Written exercise A — Reproduce the whole article on Franco Moretti and distant reading word for word.

Document segment —
‘Digital humanities’ means nothing
“Los Angeles Review of Books” has launched series of interviews with theorists related to digital humanities. In the first part Melissa Dinsman talks with Franco Moretti, professor at the Stanford University and initiator of the Stanford Literary Lab.
His seminal books Graphs, Maps, Trees: Abstract Models for a Literary History (2005) and Distant Reading (2013) are the core of theories of digital humanities. First one presents a scientific approach to literature, namely the use of visualization of data in literary studies. Such approach is a result of his geographical research conducted in the 90. when he published Atlas of the European Novel (1998). Quantitative methods turned out to be helpful and relevant with mapmaking. Around 2005 he met Matt Jockers who joined Stanford University as a technology specialist. From that moment they started to work together. His last book is about visualization methods in humanities and to be more precise, a way of reading the visualization. Moretti coined the term “distant reading” as opposed to “close reading”. While “close reading” focuses on studying particular, small part of text, “distant reading” makes possible to read and analyze massive amounts of data. His motto to not read books provoked a storm in the humanities. However, it is only solution to deal with data deluge and to learn from them something that it is unreachable through “close reading”.

Written exercise B — Locate each line of the rows below that contains the string "green", and copy those lines. Matching is case-sensitive.

Input rows —
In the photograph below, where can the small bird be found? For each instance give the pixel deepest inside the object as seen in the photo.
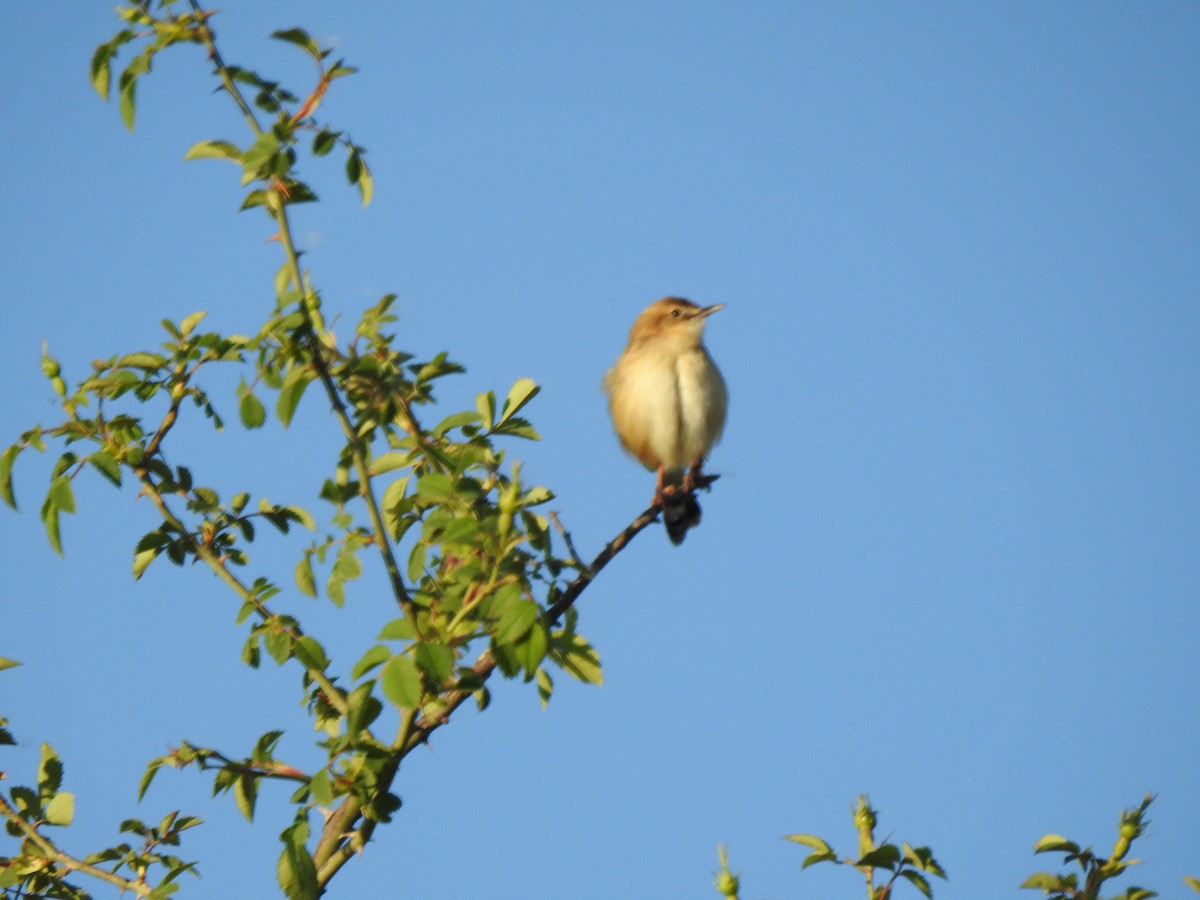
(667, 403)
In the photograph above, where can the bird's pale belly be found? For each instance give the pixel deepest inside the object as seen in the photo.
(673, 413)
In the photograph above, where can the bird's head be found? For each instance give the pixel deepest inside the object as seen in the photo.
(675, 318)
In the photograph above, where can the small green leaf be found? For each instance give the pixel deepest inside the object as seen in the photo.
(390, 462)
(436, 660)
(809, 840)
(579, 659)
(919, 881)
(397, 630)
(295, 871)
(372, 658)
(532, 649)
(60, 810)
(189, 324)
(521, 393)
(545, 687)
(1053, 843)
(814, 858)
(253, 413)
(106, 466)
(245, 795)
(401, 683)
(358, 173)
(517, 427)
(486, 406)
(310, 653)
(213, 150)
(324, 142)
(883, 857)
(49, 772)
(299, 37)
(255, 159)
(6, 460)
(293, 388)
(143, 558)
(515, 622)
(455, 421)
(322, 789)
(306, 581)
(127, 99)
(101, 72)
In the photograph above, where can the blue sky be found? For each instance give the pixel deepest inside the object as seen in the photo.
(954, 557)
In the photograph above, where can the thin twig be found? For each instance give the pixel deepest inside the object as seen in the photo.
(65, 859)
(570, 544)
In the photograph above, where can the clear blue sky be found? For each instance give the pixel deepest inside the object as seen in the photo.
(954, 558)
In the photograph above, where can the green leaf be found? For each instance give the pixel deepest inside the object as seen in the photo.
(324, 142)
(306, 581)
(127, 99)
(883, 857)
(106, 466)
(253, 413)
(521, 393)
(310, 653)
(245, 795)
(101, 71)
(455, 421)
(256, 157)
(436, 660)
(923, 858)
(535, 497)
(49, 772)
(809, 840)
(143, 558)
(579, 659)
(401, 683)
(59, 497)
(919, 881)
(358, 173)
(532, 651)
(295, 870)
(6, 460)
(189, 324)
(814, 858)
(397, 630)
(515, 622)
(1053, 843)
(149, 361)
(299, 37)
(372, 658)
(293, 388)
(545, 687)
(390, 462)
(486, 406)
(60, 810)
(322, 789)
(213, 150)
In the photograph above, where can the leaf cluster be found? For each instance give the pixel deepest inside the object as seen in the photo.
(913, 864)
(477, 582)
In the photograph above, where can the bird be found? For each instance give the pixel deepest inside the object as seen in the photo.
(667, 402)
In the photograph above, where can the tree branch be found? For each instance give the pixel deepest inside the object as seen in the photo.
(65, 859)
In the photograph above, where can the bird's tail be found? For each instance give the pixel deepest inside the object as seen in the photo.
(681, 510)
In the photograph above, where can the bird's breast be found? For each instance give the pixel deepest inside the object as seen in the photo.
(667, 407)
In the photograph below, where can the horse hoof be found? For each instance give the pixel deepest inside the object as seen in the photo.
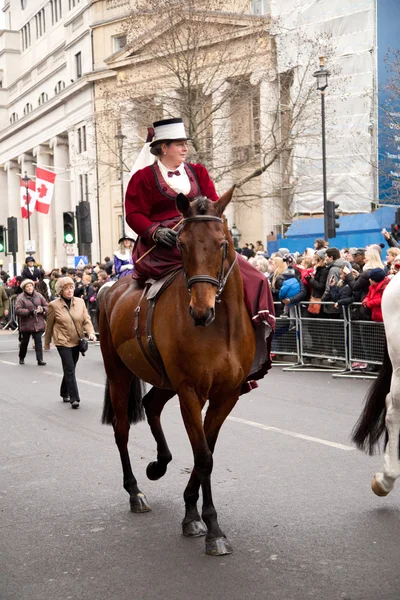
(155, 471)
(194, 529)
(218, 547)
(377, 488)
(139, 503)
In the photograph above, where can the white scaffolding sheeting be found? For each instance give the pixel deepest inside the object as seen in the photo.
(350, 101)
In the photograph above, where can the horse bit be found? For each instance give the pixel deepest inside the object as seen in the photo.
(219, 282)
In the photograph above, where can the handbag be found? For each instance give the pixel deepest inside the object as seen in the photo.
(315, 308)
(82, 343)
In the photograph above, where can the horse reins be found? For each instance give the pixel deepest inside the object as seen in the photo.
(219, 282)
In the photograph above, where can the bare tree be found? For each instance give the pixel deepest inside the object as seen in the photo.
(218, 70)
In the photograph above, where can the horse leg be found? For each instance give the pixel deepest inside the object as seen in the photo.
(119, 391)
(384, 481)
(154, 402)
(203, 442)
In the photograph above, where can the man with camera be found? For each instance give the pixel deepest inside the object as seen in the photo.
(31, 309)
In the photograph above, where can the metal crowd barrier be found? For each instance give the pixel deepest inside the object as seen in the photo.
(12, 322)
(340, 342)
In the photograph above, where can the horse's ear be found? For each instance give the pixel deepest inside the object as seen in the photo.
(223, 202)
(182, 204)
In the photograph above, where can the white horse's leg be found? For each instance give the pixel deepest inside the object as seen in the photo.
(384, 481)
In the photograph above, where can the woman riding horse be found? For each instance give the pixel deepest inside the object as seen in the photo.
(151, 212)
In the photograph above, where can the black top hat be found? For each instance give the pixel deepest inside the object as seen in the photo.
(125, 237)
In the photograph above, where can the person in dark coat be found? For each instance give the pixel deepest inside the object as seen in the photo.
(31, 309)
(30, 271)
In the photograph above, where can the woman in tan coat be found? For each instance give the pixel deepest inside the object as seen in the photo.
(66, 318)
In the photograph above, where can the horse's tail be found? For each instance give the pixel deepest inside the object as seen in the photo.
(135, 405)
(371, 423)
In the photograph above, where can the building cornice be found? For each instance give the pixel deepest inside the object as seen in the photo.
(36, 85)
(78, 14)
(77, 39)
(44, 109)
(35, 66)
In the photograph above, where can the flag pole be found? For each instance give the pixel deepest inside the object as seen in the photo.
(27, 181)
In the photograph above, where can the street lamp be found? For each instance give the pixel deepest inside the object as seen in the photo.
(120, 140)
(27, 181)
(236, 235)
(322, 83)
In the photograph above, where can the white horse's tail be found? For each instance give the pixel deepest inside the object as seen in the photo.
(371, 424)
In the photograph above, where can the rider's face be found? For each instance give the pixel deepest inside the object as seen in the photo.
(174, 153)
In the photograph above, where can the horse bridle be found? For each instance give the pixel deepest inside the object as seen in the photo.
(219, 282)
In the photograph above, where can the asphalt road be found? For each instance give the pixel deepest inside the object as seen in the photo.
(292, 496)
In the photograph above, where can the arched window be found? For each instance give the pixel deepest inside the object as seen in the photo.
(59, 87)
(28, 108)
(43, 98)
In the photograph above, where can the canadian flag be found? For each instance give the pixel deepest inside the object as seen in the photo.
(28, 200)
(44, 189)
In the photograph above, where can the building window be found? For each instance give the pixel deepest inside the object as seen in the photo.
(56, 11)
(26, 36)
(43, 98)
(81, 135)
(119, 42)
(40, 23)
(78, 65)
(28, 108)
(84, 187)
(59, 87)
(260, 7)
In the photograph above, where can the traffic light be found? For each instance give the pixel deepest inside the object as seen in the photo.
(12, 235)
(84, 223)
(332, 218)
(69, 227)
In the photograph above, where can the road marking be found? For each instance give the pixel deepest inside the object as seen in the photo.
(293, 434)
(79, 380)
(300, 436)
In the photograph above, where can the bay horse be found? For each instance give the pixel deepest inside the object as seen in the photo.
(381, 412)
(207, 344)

Task output A —
‘Digital humanities’ means nothing
“Los Angeles Review of Books” has launched series of interviews with theorists related to digital humanities. In the first part Melissa Dinsman talks with Franco Moretti, professor at the Stanford University and initiator of the Stanford Literary Lab.
His seminal books Graphs, Maps, Trees: Abstract Models for a Literary History (2005) and Distant Reading (2013) are the core of theories of digital humanities. First one presents a scientific approach to literature, namely the use of visualization of data in literary studies. Such approach is a result of his geographical research conducted in the 90. when he published Atlas of the European Novel (1998). Quantitative methods turned out to be helpful and relevant with mapmaking. Around 2005 he met Matt Jockers who joined Stanford University as a technology specialist. From that moment they started to work together. His last book is about visualization methods in humanities and to be more precise, a way of reading the visualization. Moretti coined the term “distant reading” as opposed to “close reading”. While “close reading” focuses on studying particular, small part of text, “distant reading” makes possible to read and analyze massive amounts of data. His motto to not read books provoked a storm in the humanities. However, it is only solution to deal with data deluge and to learn from them something that it is unreachable through “close reading”.

Task output B —
In the photograph above, where can the small green leaf be found? For each instance give the pixel deepest inside the object as seen in the photo.
In the photograph above, where can the green leaf be found? For each instance give the pixel deepest inside the object as seen in the photo.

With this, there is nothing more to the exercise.